**Dataset records**
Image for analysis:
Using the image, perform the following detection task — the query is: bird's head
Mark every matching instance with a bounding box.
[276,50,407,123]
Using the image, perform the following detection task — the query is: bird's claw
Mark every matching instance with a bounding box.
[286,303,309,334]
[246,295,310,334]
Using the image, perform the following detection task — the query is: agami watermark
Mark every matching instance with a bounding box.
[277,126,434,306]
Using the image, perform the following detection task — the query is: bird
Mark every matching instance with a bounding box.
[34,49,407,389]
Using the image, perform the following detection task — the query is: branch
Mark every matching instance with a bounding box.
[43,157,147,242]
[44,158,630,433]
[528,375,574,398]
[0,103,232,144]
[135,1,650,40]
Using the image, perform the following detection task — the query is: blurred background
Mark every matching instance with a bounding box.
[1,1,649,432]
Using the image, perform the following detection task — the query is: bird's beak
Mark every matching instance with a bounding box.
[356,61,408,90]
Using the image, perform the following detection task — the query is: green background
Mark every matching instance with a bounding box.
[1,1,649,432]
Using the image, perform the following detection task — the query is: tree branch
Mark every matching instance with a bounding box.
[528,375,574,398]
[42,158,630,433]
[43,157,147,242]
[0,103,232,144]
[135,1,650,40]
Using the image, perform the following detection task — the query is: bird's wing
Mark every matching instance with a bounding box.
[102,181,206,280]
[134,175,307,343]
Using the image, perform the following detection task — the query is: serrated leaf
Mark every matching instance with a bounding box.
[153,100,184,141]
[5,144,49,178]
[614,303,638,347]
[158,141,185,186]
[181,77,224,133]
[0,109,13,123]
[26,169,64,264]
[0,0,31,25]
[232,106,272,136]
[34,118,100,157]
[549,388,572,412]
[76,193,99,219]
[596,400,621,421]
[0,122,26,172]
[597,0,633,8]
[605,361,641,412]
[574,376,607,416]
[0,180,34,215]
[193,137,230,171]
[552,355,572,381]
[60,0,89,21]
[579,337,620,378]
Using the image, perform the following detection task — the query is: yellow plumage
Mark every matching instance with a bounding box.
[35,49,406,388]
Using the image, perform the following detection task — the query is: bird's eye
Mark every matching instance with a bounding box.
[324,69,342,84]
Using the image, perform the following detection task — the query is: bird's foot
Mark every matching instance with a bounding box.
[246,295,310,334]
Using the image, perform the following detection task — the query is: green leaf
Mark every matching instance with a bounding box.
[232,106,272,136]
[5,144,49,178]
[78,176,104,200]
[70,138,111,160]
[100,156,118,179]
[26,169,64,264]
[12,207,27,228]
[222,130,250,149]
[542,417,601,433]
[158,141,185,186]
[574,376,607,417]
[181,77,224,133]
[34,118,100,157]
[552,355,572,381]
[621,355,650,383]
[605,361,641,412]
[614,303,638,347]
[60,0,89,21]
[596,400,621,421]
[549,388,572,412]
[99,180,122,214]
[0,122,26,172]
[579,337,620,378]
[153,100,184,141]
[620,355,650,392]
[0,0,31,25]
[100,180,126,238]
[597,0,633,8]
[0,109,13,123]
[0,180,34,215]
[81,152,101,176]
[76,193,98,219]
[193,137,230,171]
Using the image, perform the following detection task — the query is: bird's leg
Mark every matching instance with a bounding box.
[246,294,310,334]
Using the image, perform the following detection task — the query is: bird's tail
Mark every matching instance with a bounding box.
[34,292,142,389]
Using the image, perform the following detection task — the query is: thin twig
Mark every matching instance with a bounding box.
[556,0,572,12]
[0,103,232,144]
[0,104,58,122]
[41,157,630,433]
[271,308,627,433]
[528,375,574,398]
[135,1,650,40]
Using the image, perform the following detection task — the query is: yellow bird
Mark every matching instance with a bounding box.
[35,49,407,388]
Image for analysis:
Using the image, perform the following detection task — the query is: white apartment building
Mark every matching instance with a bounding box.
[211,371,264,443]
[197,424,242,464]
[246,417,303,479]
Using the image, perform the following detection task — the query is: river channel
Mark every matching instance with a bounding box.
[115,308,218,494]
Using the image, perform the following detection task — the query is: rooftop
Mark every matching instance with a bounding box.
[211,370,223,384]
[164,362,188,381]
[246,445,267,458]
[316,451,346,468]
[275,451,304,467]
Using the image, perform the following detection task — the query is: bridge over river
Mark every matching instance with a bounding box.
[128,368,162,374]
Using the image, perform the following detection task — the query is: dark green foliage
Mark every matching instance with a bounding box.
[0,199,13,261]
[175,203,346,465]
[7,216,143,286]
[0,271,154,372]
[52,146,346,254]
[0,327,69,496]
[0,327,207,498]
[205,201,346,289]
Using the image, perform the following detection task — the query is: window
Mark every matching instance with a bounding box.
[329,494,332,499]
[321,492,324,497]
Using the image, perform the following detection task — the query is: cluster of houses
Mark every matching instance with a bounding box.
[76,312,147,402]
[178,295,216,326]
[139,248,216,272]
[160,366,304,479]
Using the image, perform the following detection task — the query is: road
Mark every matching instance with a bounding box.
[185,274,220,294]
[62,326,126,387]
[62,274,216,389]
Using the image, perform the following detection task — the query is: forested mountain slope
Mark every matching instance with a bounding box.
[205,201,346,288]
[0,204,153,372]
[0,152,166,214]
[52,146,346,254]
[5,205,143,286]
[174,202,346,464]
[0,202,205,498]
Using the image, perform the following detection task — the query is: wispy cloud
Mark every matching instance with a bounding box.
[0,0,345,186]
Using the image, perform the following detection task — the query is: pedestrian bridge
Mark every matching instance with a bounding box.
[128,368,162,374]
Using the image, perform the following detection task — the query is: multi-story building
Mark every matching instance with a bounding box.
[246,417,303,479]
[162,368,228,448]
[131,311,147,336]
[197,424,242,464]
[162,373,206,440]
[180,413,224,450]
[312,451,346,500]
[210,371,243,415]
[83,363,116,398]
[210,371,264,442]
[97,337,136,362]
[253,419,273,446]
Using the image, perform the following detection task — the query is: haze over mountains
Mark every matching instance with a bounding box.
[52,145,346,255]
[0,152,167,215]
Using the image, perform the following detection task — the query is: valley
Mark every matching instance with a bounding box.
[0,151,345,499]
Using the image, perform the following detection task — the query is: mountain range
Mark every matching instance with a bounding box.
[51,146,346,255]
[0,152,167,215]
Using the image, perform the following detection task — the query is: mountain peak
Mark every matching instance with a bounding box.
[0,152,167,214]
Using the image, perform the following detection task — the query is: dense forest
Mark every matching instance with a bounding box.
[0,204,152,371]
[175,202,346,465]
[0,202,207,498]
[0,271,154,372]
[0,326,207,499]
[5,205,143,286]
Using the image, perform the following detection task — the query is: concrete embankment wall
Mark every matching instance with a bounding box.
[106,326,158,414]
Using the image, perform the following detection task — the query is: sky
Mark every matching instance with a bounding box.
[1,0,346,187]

**The problem**
Select and copy every line of the material that holds the string "background".

**Response to this exercise**
Using the image, perform the following detection task — the query is: blurred background
Using the image, perform the following detection task — the query is: green background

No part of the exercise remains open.